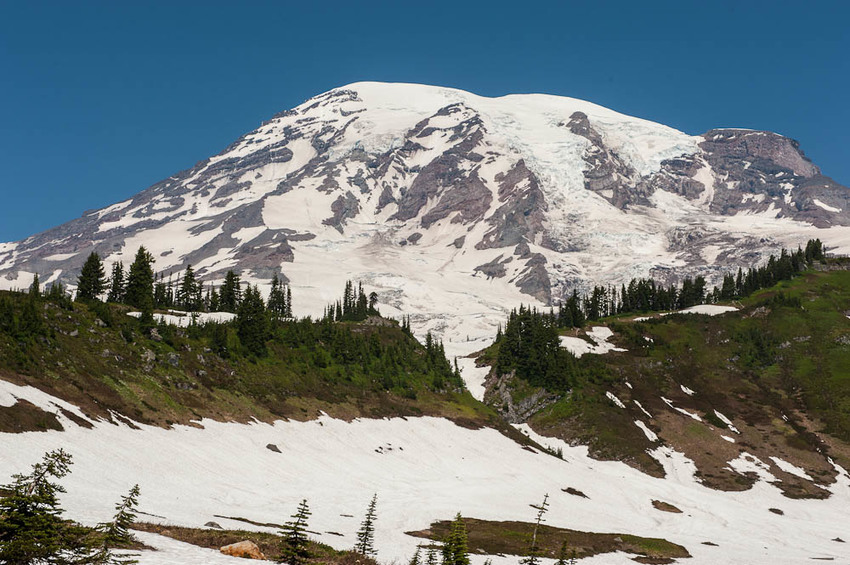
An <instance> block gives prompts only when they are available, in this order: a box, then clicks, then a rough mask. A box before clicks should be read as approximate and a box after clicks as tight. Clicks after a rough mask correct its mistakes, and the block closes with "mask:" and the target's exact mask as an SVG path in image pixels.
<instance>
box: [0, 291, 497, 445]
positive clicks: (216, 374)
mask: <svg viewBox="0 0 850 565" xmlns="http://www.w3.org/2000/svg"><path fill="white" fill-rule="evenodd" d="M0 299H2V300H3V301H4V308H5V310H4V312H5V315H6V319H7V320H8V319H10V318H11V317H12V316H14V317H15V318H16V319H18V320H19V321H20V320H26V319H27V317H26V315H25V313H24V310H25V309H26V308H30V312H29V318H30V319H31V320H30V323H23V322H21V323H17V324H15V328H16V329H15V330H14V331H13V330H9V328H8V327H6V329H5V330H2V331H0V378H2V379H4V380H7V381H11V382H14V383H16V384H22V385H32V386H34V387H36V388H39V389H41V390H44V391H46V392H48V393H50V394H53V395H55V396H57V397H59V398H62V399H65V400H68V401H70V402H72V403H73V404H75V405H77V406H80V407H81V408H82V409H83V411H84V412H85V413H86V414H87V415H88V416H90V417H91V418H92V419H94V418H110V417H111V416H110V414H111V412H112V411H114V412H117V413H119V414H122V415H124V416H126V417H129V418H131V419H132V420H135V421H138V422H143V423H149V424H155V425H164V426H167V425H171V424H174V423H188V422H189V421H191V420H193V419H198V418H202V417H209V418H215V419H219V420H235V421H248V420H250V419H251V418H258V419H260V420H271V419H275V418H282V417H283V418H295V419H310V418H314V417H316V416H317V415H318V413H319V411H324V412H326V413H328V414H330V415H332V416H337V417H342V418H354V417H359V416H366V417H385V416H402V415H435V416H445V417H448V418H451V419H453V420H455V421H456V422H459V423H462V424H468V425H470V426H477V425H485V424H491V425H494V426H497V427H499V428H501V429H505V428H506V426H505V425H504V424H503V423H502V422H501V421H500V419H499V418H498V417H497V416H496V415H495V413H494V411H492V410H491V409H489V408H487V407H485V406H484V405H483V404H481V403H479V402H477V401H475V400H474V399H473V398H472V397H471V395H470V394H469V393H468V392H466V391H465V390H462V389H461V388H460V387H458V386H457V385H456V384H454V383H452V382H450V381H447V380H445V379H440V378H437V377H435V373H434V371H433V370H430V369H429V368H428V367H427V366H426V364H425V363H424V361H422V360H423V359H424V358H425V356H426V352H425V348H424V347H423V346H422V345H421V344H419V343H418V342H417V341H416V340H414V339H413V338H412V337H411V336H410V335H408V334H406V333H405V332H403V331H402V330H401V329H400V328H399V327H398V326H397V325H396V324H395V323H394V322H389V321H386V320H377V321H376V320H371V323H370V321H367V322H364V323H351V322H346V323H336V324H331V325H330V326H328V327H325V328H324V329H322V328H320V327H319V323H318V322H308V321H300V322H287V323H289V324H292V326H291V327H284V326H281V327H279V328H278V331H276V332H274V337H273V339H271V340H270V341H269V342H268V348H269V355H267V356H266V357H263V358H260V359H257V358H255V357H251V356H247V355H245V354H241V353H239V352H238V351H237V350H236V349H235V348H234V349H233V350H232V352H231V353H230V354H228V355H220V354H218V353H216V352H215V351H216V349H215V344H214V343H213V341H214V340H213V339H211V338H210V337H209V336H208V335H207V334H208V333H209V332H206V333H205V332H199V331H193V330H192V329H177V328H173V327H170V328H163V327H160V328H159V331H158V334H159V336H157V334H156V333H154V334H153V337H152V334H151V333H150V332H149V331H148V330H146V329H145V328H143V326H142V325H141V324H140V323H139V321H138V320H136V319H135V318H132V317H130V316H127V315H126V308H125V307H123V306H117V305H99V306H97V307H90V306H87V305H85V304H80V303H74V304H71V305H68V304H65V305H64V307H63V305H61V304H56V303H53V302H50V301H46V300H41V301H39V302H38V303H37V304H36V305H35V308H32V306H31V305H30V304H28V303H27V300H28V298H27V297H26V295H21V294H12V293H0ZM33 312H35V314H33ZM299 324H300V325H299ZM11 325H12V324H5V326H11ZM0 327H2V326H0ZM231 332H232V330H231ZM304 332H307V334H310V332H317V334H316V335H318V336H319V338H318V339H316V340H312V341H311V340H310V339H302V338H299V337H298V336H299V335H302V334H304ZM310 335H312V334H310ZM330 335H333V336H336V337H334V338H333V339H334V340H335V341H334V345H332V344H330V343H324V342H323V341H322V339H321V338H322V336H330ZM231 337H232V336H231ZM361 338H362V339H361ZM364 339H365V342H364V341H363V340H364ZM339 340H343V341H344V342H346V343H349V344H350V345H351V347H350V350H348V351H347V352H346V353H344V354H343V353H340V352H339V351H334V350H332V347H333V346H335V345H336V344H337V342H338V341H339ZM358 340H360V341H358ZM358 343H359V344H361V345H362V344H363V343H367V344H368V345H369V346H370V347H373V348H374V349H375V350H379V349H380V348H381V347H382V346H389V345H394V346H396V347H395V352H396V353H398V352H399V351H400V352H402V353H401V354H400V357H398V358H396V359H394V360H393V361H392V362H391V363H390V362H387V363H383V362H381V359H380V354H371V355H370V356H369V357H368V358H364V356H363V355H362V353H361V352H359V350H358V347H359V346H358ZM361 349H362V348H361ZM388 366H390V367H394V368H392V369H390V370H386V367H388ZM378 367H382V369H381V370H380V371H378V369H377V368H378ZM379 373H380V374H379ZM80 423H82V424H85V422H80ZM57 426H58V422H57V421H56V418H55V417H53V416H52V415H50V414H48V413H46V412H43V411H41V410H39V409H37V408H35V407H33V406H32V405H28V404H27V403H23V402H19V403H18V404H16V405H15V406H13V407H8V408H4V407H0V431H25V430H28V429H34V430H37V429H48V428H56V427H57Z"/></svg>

══════

WORK TASK.
The records need to be restated word for word, minus any images.

RESPONSE AREA.
An <instance> block gives prompts only when they are available, in this order: a box, then clicks, then a rough mask. A box before clicks should be read as approximate and a box after clicks as tight. Clicks after a rough mask correct its mistakes, and the block closes with "mask:" and the target's exact mask as an SVG path in image pixels.
<instance>
box: [0, 291, 497, 445]
positive clicks: (216, 374)
mask: <svg viewBox="0 0 850 565" xmlns="http://www.w3.org/2000/svg"><path fill="white" fill-rule="evenodd" d="M0 299H2V300H3V301H4V308H5V310H4V312H5V315H6V319H7V320H8V319H10V318H11V317H12V316H14V317H15V318H16V319H18V320H19V321H20V320H26V319H27V317H26V315H25V313H24V310H25V309H26V308H30V312H29V318H30V319H31V320H30V323H23V322H21V323H17V324H15V328H16V329H15V330H14V331H13V330H9V328H8V327H6V329H5V330H2V331H0V378H2V379H4V380H7V381H11V382H14V383H16V384H22V385H32V386H34V387H36V388H39V389H41V390H44V391H46V392H48V393H50V394H53V395H55V396H57V397H59V398H62V399H65V400H68V401H70V402H72V403H73V404H75V405H77V406H80V407H81V408H82V409H83V411H84V412H85V413H86V414H87V415H88V416H90V417H91V418H92V419H94V418H110V417H111V416H110V414H111V412H112V411H114V412H117V413H119V414H122V415H124V416H126V417H129V418H131V419H132V420H135V421H138V422H143V423H149V424H155V425H164V426H167V425H171V424H174V423H188V422H189V421H191V420H193V419H198V418H202V417H209V418H215V419H219V420H235V421H248V420H250V419H251V418H258V419H260V420H271V419H275V418H282V417H283V418H295V419H310V418H314V417H316V416H317V415H318V413H319V411H324V412H326V413H328V414H330V415H332V416H337V417H342V418H354V417H359V416H366V417H385V416H402V415H435V416H445V417H448V418H451V419H453V420H455V421H456V422H459V423H462V424H468V425H470V426H477V425H485V424H491V425H494V426H497V427H499V428H501V429H505V428H506V426H505V425H504V424H503V423H502V422H501V421H500V419H499V418H498V417H497V416H496V415H495V413H494V411H492V410H491V409H489V408H487V407H485V406H484V405H483V404H481V403H479V402H477V401H475V400H474V399H473V398H472V397H471V395H470V394H469V393H468V392H466V391H465V390H462V389H461V388H460V387H458V386H457V385H456V384H454V383H452V382H450V381H447V380H445V379H440V378H437V377H435V373H434V371H433V370H430V369H429V368H428V367H427V366H426V364H425V363H424V361H422V360H423V359H424V358H425V356H426V352H425V348H424V347H423V346H422V345H421V344H419V343H418V342H417V341H416V340H414V339H413V338H412V337H411V336H410V335H408V334H406V333H405V332H403V331H402V330H401V329H400V328H399V327H398V326H397V325H396V324H395V323H394V322H389V321H386V320H377V321H376V320H371V323H370V321H367V322H364V323H351V322H346V323H336V324H331V325H330V326H328V327H325V328H324V329H322V328H320V327H319V323H318V322H308V321H300V322H287V323H289V324H292V326H291V327H284V326H281V327H279V328H278V331H276V332H274V337H273V339H271V340H270V341H269V342H268V348H269V355H267V356H266V357H263V358H260V359H257V358H255V357H251V356H247V355H245V354H241V353H239V352H238V351H237V350H236V349H235V348H234V349H233V350H232V352H231V353H230V354H228V355H220V354H218V353H216V352H215V351H216V349H215V344H214V343H213V341H214V340H213V339H211V338H210V337H209V336H208V335H207V334H208V333H209V332H206V333H205V332H199V331H193V330H192V329H177V328H173V327H170V328H163V327H160V328H159V331H158V334H159V336H157V334H156V333H154V334H153V337H152V334H151V333H150V332H149V331H148V330H146V329H145V328H143V326H142V325H141V324H140V323H139V321H138V320H136V319H135V318H132V317H130V316H127V315H126V308H125V307H123V306H117V305H99V306H97V307H90V306H87V305H85V304H80V303H74V304H71V305H68V304H65V305H64V307H63V305H61V304H56V303H53V302H50V301H46V300H41V301H39V302H38V303H37V304H36V305H35V308H32V306H31V305H30V304H28V303H27V300H28V298H27V297H26V295H21V294H12V293H0ZM33 312H35V314H33ZM299 324H300V325H299ZM11 325H12V324H5V326H11ZM0 327H2V326H0ZM231 332H232V330H231ZM304 332H307V334H310V332H317V334H316V335H318V336H319V338H318V339H316V340H312V341H311V340H310V339H302V338H299V337H298V336H299V335H302V334H304ZM310 335H312V334H310ZM330 335H333V336H336V337H334V338H333V339H334V340H335V341H334V345H332V344H330V343H324V342H323V341H322V339H321V338H322V336H330ZM231 337H232V336H231ZM361 338H362V339H361ZM364 339H365V342H364V341H363V340H364ZM339 340H343V341H344V342H346V343H349V344H350V345H351V347H350V350H348V351H347V352H346V353H344V354H343V353H340V352H339V351H334V350H332V347H333V346H335V345H336V344H337V342H338V341H339ZM358 340H360V341H358ZM358 343H359V344H361V345H362V344H363V343H367V344H368V345H369V346H370V347H373V348H374V349H375V350H379V349H380V348H381V347H382V346H389V345H394V346H396V347H395V352H396V353H398V352H399V351H400V352H402V353H401V354H400V357H398V358H396V359H394V360H393V361H392V362H391V363H390V362H387V363H383V362H381V359H380V354H371V355H370V356H369V357H368V358H364V356H363V355H362V353H361V352H359V350H358V347H359V346H358ZM361 349H362V348H361ZM388 366H390V367H394V368H392V369H390V370H386V367H388ZM378 367H382V369H381V370H380V371H378V369H377V368H378ZM379 373H380V374H379ZM80 423H82V424H85V422H80ZM57 426H58V422H57V421H56V418H55V417H53V416H52V415H50V414H48V413H46V412H43V411H41V410H39V409H37V408H35V407H33V406H32V405H28V404H27V403H23V402H19V403H18V404H16V405H15V406H13V407H8V408H4V407H0V431H25V430H28V429H34V430H37V429H48V428H56V427H57Z"/></svg>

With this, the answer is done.